-- TEXT BLOCK --
***

Zenith Bank Plc released its FY-2020 results earlier, reporting a 5.2%y/y growth in Gross Earnings (GE) to N696.5bn. Also, PBT and PAT rose 5.2% and 10.4% to N255.9bn and N230.6bn while Loans and deposits expanded by 19.1% and 25.3% to N3.6trn and N5.3trn respectively. We update our estimates and we review our expectations below.
90bps reduction in CoF bolsters net interest income:
Zenith Bank reported a resilient GE considering the overall pressure on the economy in 2020. The Covid-19 induced macro pressure was reflected in the modest Interest income and non-interest growth numbers which came in at 1.3%y/ y and 8.5%y/y to N420.8bn and N251.7bn, respectively.
Interest income was supported by advances to customers relative to a decline in income from investment assets amid a 19.1% expansion in gross loans and advances.
Nonetheless, ZENITH BANK’s stellar performance is traceable to a significant reduction in interest expense in view of the low-interest-rate environment, resulting in a 90bps decline in cost of funds (CoF) to 2.1% from 3.0%. Thus, net interest income expanded 12.2% to N299.7bn while the Net Interest Margin (NIM) settled at 7.9% (vs. 8.2% in 2019).
Also, while fees & commission income tumbled to N79.3bn (from N100.1bn) in 2020, non-interest income growth was supported by a surge in trading income (mainly on T-bills) to N121.8bn (from N117.8bn). Notably, electronic banking fees tumbled from N42.5bn to N27.1bn amid regulatory changes and a reduction in transaction volumes due to the lockdown.
However, this was offset by a surge in foreign currency gains and trading income, which surged to N50.7bn from N14.2bn in 2019.
Expectedly, impairment charges printed a 64.5% increase to N39.5bn, driving Cost of Risk (COR) from 1.1% in 2019 to 1.5%. OPEX came in 10.4% higher at N256.0bn, driven mainly by ICT charges (N20.4bn vs N9.8bn), AMCON, NDIC (due to deposit expansion), fuel & maintenance, license, registration and subscription-related expenses.

***

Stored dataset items
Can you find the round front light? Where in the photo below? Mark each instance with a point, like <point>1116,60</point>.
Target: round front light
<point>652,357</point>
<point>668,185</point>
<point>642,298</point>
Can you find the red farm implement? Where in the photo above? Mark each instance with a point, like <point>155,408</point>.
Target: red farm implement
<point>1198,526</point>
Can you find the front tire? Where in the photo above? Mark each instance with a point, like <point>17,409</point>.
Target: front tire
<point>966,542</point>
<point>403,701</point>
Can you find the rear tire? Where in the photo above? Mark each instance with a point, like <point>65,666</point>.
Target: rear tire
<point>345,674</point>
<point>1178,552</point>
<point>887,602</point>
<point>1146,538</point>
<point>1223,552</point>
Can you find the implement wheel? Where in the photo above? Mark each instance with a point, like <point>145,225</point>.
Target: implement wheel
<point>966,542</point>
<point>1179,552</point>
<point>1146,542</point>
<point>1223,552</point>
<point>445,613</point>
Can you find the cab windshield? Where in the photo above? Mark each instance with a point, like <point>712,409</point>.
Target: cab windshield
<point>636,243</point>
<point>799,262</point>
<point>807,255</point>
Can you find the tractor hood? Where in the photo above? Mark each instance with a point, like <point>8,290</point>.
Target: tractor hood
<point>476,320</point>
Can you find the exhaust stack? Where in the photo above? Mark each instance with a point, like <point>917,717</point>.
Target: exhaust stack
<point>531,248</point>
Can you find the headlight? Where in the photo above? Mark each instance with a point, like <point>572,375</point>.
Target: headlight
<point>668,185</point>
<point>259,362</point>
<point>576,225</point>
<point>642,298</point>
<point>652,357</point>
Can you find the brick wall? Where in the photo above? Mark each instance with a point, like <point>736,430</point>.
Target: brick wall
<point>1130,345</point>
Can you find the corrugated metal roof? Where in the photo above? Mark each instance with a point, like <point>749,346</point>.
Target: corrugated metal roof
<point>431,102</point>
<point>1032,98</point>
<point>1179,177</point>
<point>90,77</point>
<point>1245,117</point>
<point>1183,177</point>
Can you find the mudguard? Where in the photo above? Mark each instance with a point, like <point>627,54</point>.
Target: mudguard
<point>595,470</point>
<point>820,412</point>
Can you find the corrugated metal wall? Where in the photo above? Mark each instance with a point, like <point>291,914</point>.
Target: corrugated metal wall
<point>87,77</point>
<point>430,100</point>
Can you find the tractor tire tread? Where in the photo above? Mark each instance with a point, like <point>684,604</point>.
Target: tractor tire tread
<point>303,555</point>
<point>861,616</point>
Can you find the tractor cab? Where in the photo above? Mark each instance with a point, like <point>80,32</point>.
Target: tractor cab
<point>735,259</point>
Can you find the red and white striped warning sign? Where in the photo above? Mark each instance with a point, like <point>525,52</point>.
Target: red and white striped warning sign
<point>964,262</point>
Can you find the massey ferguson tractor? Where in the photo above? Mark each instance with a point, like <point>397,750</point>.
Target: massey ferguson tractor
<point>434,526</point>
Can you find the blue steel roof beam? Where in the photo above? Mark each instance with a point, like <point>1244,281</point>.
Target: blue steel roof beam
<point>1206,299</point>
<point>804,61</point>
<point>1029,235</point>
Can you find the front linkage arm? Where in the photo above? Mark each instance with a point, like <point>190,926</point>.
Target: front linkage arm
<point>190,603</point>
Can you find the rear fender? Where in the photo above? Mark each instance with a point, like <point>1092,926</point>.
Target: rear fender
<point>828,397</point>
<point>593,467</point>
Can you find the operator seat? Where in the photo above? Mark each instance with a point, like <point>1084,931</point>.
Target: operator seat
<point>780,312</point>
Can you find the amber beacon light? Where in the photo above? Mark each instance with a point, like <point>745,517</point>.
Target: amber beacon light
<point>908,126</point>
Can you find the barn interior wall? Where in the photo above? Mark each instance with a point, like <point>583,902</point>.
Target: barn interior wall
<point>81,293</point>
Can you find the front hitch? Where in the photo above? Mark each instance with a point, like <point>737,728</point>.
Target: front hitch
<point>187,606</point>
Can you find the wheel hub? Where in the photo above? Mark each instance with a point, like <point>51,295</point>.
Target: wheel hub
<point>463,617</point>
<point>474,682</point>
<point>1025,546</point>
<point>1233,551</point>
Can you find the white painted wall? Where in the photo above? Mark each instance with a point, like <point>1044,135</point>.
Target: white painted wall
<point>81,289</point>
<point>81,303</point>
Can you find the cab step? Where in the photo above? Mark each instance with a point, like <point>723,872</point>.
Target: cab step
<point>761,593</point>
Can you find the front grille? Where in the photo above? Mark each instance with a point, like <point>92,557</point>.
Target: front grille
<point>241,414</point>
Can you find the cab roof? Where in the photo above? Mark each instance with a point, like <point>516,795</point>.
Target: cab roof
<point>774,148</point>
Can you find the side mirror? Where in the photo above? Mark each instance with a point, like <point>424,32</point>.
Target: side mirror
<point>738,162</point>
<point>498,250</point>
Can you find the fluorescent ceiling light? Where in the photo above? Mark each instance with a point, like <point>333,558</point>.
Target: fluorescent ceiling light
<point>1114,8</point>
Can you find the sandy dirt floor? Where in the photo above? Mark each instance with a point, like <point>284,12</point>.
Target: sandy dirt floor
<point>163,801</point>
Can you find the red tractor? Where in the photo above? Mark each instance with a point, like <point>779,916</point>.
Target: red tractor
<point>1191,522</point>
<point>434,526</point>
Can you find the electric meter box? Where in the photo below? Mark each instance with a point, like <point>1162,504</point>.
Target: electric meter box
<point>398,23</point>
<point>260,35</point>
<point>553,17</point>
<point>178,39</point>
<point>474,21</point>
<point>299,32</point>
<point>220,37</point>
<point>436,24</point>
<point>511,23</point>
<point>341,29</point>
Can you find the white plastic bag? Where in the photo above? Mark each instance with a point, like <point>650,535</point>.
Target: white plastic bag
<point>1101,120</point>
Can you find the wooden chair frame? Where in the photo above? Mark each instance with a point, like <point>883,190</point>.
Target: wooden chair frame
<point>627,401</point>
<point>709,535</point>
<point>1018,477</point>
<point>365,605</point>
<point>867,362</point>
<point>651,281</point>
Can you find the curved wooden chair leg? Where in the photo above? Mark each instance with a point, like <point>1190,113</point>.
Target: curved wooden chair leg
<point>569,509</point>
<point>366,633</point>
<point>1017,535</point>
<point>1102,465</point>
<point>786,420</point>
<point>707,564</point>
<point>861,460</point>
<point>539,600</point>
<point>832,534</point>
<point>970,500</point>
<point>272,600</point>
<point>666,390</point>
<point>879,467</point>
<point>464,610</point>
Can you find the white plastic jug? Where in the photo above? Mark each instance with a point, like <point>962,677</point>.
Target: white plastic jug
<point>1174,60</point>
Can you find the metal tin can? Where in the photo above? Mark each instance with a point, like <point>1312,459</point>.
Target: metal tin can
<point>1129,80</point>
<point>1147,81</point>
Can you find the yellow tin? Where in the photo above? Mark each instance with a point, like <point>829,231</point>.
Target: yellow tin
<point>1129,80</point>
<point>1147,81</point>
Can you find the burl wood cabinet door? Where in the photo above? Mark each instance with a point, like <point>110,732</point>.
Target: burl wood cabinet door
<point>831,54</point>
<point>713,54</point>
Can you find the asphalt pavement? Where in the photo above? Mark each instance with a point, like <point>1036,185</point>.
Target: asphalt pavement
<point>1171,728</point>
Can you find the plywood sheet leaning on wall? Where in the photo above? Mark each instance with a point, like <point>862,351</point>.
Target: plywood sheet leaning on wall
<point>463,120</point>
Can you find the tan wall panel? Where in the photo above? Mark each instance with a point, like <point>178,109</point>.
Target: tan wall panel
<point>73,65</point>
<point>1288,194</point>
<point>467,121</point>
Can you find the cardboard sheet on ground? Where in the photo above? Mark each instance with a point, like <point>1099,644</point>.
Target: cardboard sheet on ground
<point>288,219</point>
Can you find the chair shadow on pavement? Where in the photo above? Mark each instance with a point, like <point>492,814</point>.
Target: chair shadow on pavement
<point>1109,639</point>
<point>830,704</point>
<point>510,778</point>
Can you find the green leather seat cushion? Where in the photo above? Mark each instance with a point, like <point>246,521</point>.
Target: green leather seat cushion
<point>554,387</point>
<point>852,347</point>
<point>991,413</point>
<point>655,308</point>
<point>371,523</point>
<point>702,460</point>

***

-- ABOUT THIS EXERCISE --
The first paragraph of the text on Zenith Bank's FY-2020 results reports several performance measures. List each one with its percentage growth and resulting amount.

-- OUTPUT OF THE EXERCISE --
- Gross Earnings: up 5.2% to N696.5bn
- PBT: up 5.2% to N255.9bn
- PAT: up 10.4% to N230.6bn
- Loans: up 19.1% to N3.6trn
- Deposits: up 25.3% to N5.3trn